▶ [Data supplied]
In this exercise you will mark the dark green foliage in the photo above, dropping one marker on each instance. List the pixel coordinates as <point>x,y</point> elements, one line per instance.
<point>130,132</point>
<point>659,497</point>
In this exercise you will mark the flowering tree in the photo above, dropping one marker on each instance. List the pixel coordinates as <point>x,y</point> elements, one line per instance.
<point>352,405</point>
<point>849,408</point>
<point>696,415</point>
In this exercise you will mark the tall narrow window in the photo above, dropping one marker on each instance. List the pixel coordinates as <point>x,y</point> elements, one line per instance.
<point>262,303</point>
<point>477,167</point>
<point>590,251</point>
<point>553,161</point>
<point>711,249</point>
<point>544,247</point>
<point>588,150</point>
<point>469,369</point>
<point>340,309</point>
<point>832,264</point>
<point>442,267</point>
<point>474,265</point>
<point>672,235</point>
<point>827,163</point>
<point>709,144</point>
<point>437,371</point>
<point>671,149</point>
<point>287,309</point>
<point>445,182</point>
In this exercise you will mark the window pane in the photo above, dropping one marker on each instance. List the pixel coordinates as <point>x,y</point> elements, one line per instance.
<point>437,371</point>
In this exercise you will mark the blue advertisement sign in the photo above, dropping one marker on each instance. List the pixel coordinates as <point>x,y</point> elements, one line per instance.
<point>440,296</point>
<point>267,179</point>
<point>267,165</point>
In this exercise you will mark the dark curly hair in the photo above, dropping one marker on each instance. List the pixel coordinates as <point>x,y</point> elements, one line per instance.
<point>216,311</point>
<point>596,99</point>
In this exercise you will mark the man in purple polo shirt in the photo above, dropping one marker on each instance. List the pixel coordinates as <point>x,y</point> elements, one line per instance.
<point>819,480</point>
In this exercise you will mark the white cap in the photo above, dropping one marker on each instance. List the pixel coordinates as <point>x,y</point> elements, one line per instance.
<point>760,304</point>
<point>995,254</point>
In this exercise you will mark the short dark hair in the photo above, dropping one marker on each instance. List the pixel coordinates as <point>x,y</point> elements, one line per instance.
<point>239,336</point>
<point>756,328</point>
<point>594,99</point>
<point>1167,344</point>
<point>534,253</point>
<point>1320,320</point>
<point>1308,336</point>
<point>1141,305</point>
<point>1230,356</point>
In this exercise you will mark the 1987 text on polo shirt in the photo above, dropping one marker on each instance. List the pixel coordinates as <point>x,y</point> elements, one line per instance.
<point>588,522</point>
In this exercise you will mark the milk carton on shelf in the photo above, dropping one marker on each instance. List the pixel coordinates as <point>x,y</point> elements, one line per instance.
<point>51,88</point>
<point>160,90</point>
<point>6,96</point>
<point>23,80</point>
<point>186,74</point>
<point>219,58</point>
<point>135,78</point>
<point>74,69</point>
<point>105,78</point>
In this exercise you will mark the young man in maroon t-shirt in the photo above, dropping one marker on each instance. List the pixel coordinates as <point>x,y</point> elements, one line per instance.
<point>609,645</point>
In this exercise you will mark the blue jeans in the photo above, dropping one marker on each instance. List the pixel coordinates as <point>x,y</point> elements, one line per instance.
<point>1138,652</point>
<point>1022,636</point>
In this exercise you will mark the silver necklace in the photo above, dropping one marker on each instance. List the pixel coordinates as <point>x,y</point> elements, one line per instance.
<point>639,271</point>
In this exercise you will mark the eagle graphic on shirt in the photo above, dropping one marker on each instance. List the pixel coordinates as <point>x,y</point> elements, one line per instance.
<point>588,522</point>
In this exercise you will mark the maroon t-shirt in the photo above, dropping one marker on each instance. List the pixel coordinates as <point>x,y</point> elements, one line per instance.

▶ [To do] Format the listing above as a JSON list of strings, one string per line, leaving out blank lines.

▶ [Answer to this problem]
[
  "In this exercise you will mark the dark green foliage in the photo above, dropping one marker on each instance. List the pixel coordinates as <point>x,y</point> elements, one line per instance.",
  "<point>130,132</point>",
  "<point>659,497</point>",
  "In this exercise you will mark the flowering tree in the photo above, dropping one marker on each instance. List the pixel coordinates as <point>x,y</point> elements, one line per instance.",
  "<point>352,405</point>",
  "<point>849,408</point>",
  "<point>696,415</point>",
  "In this exercise you will mark the tall narrow window in the photo above, dropping one marker on each instance. List the pixel coordinates as <point>x,y</point> elements, one line per instance.",
  "<point>262,303</point>",
  "<point>477,167</point>",
  "<point>590,251</point>",
  "<point>553,161</point>",
  "<point>711,249</point>",
  "<point>544,247</point>",
  "<point>588,150</point>",
  "<point>469,369</point>",
  "<point>340,309</point>",
  "<point>832,264</point>",
  "<point>442,267</point>",
  "<point>474,265</point>",
  "<point>672,235</point>",
  "<point>827,163</point>",
  "<point>709,144</point>",
  "<point>437,371</point>",
  "<point>671,149</point>",
  "<point>287,309</point>",
  "<point>445,182</point>",
  "In this exercise you will mark the window pane in the photo above, dropping one marker on each instance. List the pixel coordinates as <point>x,y</point> elements, one line per instance.",
  "<point>437,371</point>",
  "In this exercise you will mark the blue advertisement sign in the photo above, dropping one marker on each instance. List the pixel coordinates as <point>x,y</point> elements, one line per instance.",
  "<point>440,296</point>",
  "<point>267,179</point>",
  "<point>267,165</point>",
  "In this exercise you will mark the dark curly hair in the photo above, dropping one marker on each instance. List the pixel coordinates as <point>x,y</point> elements, one line per instance.",
  "<point>216,311</point>",
  "<point>596,99</point>",
  "In this exercise you will mark the man in purple polo shirt in the photo above, dropping one marker on each instance. List the pixel coordinates as <point>x,y</point> elements, one line per instance.",
  "<point>819,480</point>",
  "In this exercise you will mark the white cap in the photo above, dropping one marker on each instance. List the pixel coordinates as <point>x,y</point> elements, one line per instance.",
  "<point>760,304</point>",
  "<point>995,254</point>",
  "In this exercise you will mark the short dark hair in the photo above, dropping one marker on each instance. List the pixel coordinates as <point>x,y</point> elements, one line per instance.",
  "<point>239,336</point>",
  "<point>756,328</point>",
  "<point>594,99</point>",
  "<point>1167,344</point>",
  "<point>534,253</point>",
  "<point>1320,320</point>",
  "<point>1308,336</point>",
  "<point>1141,305</point>",
  "<point>1230,356</point>",
  "In this exercise you will mark the 1987 text on polo shirt in the photo above, dropping one marker on each instance. List the pixel coordinates as <point>x,y</point> elements, one line per instance.",
  "<point>588,522</point>",
  "In this exercise you will mark the milk carton on shelf in the photo above, dropping one marker on each instance. List the pixel coordinates as <point>x,y</point> elements, one line per instance.",
  "<point>51,88</point>",
  "<point>160,90</point>",
  "<point>6,96</point>",
  "<point>23,80</point>",
  "<point>186,74</point>",
  "<point>219,58</point>",
  "<point>135,78</point>",
  "<point>74,69</point>",
  "<point>105,78</point>",
  "In this exercise you will mark the young man in maroon t-shirt in the photo above, dropping one marker on each instance. List the pixel coordinates as <point>x,y</point> elements, one line per instance.",
  "<point>609,645</point>",
  "In this exercise you will mark the blue jeans in the photo above, dropping one marker on each instance. List the pixel coordinates as <point>x,y</point> elements, one line per instance.",
  "<point>1138,652</point>",
  "<point>1022,636</point>",
  "In this exercise you will mark the silver necklace in the photo above, dropping one marker on each instance. List the pixel coordinates as <point>x,y</point> elements, one line per instance.",
  "<point>639,271</point>",
  "In this exercise you will mark the eagle graphic on shirt in the photo above, dropping one marker on each instance. List the pixel coordinates as <point>x,y</point> elements, one line per instance.",
  "<point>588,522</point>",
  "In this exercise you will mark the maroon t-shirt in the photo above, dropping one marker on each instance. List the pixel coordinates as <point>x,y</point> elements, one line per instance."
]